● **TASK STATEMENT**: Copy the essay about leaving therapy and then coaching word for word, from start to finish.

● **GIVEN PASSAGE**:

>>>>

I didn’t leave therapy because I stopped believing in it. I left because my nervous system outgrew it.
For a long time, it was home. A space to hold grief, decode childhood, make meaning of what felt like chaos. For my clients, it was often the first time they were ever truly seen.
But after over a decade in the field, I started to feel it. That quiet discomfort in my chest when a session ended and I knew… it wasn’t enough.
We were talking in circles. Healing in theory. Naming the patterns—but not embodying new ones. I couldn’t pretend it was working anymore.
So I walked away. From the title. The clinical systems. The room that had once felt sacred but now felt sterile.
I thought coaching would be different, but coaching has its own kind of performance with a whole lot of phony.
I watched women, get dressed up in their confidence. Talking about embodiment, while quietly disassociating.
Selling safety in a grid post, while struggling to feel safe in their own skin. It felt fake. Trendy. Marketable healing, wrapped in soft fonts and trauma-informed buzzwords.
I didn’t want to lead like that. I didn’t want to be consumed like that. So I left again.
And that’s when I entered the void.
That quiet space between what I knew how to do and what I was being called to build.

<<<<

● **DATASET ENTRIES**:
>>>>

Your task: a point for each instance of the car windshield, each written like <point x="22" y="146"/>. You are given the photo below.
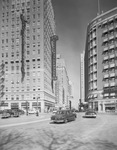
<point x="60" y="112"/>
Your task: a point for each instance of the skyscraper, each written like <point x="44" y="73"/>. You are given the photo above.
<point x="28" y="53"/>
<point x="101" y="62"/>
<point x="62" y="85"/>
<point x="82" y="88"/>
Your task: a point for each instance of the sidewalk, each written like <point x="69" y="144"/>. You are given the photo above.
<point x="24" y="118"/>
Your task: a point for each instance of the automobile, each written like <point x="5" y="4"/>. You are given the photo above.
<point x="21" y="112"/>
<point x="90" y="114"/>
<point x="6" y="114"/>
<point x="54" y="111"/>
<point x="31" y="111"/>
<point x="74" y="112"/>
<point x="16" y="113"/>
<point x="63" y="116"/>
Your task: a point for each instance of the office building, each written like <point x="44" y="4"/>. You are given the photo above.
<point x="28" y="54"/>
<point x="62" y="87"/>
<point x="101" y="62"/>
<point x="82" y="84"/>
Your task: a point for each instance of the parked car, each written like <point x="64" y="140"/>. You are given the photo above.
<point x="21" y="112"/>
<point x="90" y="114"/>
<point x="74" y="112"/>
<point x="16" y="113"/>
<point x="63" y="116"/>
<point x="31" y="111"/>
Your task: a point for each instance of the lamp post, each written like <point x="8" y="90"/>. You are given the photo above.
<point x="27" y="108"/>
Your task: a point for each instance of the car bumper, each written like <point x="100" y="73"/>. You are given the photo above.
<point x="90" y="116"/>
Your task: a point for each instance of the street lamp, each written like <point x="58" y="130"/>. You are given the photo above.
<point x="27" y="108"/>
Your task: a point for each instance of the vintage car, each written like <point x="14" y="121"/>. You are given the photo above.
<point x="16" y="113"/>
<point x="90" y="114"/>
<point x="63" y="116"/>
<point x="6" y="113"/>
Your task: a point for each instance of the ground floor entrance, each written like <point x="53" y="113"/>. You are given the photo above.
<point x="103" y="105"/>
<point x="41" y="106"/>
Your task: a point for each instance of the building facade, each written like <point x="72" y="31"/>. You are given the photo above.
<point x="101" y="62"/>
<point x="82" y="84"/>
<point x="28" y="53"/>
<point x="62" y="83"/>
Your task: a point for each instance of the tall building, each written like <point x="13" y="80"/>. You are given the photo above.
<point x="28" y="53"/>
<point x="101" y="62"/>
<point x="62" y="84"/>
<point x="82" y="84"/>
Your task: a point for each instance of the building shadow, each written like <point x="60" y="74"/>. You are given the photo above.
<point x="13" y="140"/>
<point x="50" y="140"/>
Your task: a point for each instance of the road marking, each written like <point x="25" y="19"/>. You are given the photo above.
<point x="23" y="123"/>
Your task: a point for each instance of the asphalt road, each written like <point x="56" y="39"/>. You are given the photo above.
<point x="38" y="133"/>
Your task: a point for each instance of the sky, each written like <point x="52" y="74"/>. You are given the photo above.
<point x="72" y="18"/>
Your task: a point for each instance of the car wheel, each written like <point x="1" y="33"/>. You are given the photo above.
<point x="65" y="121"/>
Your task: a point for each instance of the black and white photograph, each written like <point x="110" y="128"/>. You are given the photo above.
<point x="58" y="74"/>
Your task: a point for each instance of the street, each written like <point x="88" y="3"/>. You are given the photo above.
<point x="42" y="134"/>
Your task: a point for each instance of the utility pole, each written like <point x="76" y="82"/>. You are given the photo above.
<point x="2" y="86"/>
<point x="23" y="21"/>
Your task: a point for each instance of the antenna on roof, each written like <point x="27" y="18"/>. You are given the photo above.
<point x="98" y="7"/>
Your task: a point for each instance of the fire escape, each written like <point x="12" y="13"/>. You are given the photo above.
<point x="53" y="40"/>
<point x="23" y="21"/>
<point x="2" y="79"/>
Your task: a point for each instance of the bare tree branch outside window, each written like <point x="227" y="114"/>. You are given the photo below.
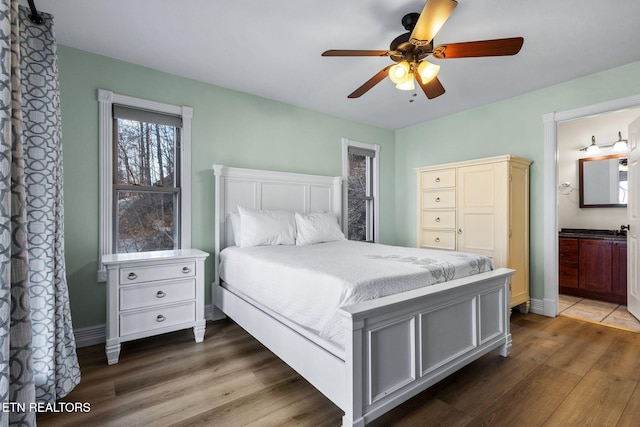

<<<<

● **EXERCISE ANSWER**:
I didn’t leave therapy because I stopped believing in it. I left because my nervous system outgrew it.
For a long time, it was home. A space to hold grief, decode childhood, make meaning of what felt like chaos. For my clients, it was often the first time they were ever truly seen.
But after over a decade in the field, I started to feel it. That quiet discomfort in my chest when a session ended and I knew… it wasn’t enough.
We were talking in circles. Healing in theory. Naming the patterns—but not embodying new ones. I couldn’t pretend it was working anymore.
So I walked away. From the title. The clinical systems. The room that had once felt sacred but now felt sterile.
I thought coaching would be different, but coaching has its own kind of performance with a whole lot of phony.
I watched women, get dressed up in their confidence. Talking about embodiment, while quietly disassociating.
Selling safety in a grid post, while struggling to feel safe in their own skin. It felt fake. Trendy. Marketable healing, wrapped in soft fonts and trauma-informed buzzwords.
I didn’t want to lead like that. I didn’t want to be consumed like that. So I left again.
And that’s when I entered the void.
That quiet space between what I knew how to do and what I was being called to build.